Rewrite the lines below as a Markdown table with two columns, "Row" for the row number and "Line" for the line itself, leaving out blank lines.

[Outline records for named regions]
_ _ _ _ _ _ _
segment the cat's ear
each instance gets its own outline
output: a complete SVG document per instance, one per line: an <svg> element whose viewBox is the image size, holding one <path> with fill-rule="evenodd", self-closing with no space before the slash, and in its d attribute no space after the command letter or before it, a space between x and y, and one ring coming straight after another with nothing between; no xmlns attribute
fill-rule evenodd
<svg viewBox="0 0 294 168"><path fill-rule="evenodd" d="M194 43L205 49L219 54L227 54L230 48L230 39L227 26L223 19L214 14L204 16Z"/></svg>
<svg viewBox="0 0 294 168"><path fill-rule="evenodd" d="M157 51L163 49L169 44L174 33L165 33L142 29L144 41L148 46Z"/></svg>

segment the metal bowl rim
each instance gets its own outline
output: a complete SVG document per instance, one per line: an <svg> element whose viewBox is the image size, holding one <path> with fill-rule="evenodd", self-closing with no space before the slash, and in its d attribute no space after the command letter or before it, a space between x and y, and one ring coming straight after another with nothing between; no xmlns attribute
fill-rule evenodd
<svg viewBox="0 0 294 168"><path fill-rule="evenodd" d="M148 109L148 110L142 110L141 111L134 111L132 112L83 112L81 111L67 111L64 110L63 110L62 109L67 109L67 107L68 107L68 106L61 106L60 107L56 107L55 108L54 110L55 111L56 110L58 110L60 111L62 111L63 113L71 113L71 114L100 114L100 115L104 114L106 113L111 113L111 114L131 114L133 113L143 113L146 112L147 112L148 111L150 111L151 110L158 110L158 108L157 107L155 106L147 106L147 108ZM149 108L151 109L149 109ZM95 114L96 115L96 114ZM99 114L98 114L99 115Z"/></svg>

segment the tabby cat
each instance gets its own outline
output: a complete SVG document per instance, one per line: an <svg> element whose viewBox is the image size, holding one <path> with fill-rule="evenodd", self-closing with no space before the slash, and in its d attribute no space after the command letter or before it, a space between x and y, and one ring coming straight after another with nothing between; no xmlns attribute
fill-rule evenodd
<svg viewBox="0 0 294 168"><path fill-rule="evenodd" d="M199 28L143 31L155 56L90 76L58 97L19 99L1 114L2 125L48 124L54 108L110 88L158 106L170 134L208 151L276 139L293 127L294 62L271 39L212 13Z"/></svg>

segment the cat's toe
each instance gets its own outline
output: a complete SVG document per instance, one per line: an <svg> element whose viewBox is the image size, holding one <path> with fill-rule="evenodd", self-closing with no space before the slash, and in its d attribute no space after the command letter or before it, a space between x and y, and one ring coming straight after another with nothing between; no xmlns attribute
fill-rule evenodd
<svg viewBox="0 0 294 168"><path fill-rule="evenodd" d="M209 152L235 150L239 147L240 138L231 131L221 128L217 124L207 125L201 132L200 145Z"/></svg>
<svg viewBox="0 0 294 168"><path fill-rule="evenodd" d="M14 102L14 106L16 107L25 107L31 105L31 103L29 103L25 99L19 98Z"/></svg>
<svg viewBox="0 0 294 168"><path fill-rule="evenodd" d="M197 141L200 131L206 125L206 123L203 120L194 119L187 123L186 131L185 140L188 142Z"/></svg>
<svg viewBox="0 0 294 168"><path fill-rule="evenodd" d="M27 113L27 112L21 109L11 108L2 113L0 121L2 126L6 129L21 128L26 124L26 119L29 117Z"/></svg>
_ _ _ _ _ _ _
Task result:
| Row | Line |
|---|---|
| 1 | segment the cat's ear |
| 2 | each instance gets its own outline |
| 3 | output: a complete SVG document per instance, one per line: an <svg> element whose viewBox is the image size, holding one <path> with fill-rule="evenodd", self-closing with no space before the slash, and in its d attribute no space after the command letter or before it, a space between x and y, and one ring coming straight after another with nothing between; no xmlns attribute |
| 4 | fill-rule evenodd |
| 5 | <svg viewBox="0 0 294 168"><path fill-rule="evenodd" d="M194 43L205 49L219 54L227 54L230 48L230 39L227 26L223 19L214 14L204 16Z"/></svg> |
| 6 | <svg viewBox="0 0 294 168"><path fill-rule="evenodd" d="M157 51L163 49L169 44L174 33L165 33L142 29L144 41L148 46Z"/></svg> |
| 7 | segment the metal bowl rim |
| 8 | each instance gets its own outline |
| 9 | output: a complete SVG document per instance, one per line: an <svg> element whose viewBox is the image size, holding one <path> with fill-rule="evenodd", self-closing with no space before the slash, and in its d attribute no space after the command letter or before it, a space between x and y, and one ring coming straight after another with nothing between; no xmlns attribute |
| 10 | fill-rule evenodd |
| 11 | <svg viewBox="0 0 294 168"><path fill-rule="evenodd" d="M148 109L148 110L142 110L141 111L134 111L132 112L83 112L81 111L67 111L64 110L63 110L62 109L67 109L67 107L68 107L68 106L61 106L60 107L56 107L55 108L54 110L55 111L56 110L58 110L60 111L62 111L63 113L71 113L71 114L100 114L100 115L104 114L106 113L111 113L111 114L131 114L133 113L143 113L146 112L147 112L148 111L150 111L151 110L158 110L158 108L157 107L155 106L147 106L147 108ZM149 108L151 109L149 109ZM95 114L96 115L96 114ZM99 114L98 114L99 115Z"/></svg> |
| 12 | segment the tabby cat |
| 13 | each instance gets its own outline |
| 14 | output: a complete SVG document per instance, one per line: an <svg> element whose viewBox is the image size, holding one <path> with fill-rule="evenodd", self-closing with no space before the slash, and in its d attribute no space after the command letter or before it, a space between x and y, and one ring coming straight after another with nothing between; no xmlns attribute |
| 15 | fill-rule evenodd |
| 16 | <svg viewBox="0 0 294 168"><path fill-rule="evenodd" d="M199 28L143 31L155 56L90 76L58 97L19 99L1 114L2 125L48 124L54 108L110 88L158 106L170 134L208 151L276 139L293 127L294 62L271 39L212 13Z"/></svg> |
| 17 | segment the cat's toe |
| 18 | each instance gets its own outline |
| 19 | output: a complete SVG document per instance, one per line: an <svg> element whose viewBox is the image size, holding one <path> with fill-rule="evenodd", self-closing with no space before the slash, and in its d attribute no space after the command letter or before it, a space between x and y, and one ring coming straight after another with nothing between; no xmlns attribute |
| 20 | fill-rule evenodd |
| 21 | <svg viewBox="0 0 294 168"><path fill-rule="evenodd" d="M209 152L235 150L239 147L240 138L231 131L221 128L217 124L207 125L201 132L200 145Z"/></svg> |
| 22 | <svg viewBox="0 0 294 168"><path fill-rule="evenodd" d="M14 102L14 106L16 107L25 107L31 105L31 103L29 103L25 99L19 98Z"/></svg> |
| 23 | <svg viewBox="0 0 294 168"><path fill-rule="evenodd" d="M197 141L200 131L206 125L206 123L203 120L194 119L187 123L186 131L185 140L188 142Z"/></svg> |
| 24 | <svg viewBox="0 0 294 168"><path fill-rule="evenodd" d="M27 113L27 112L21 109L11 108L2 113L0 121L2 126L6 129L21 128L26 124L26 119L29 117Z"/></svg> |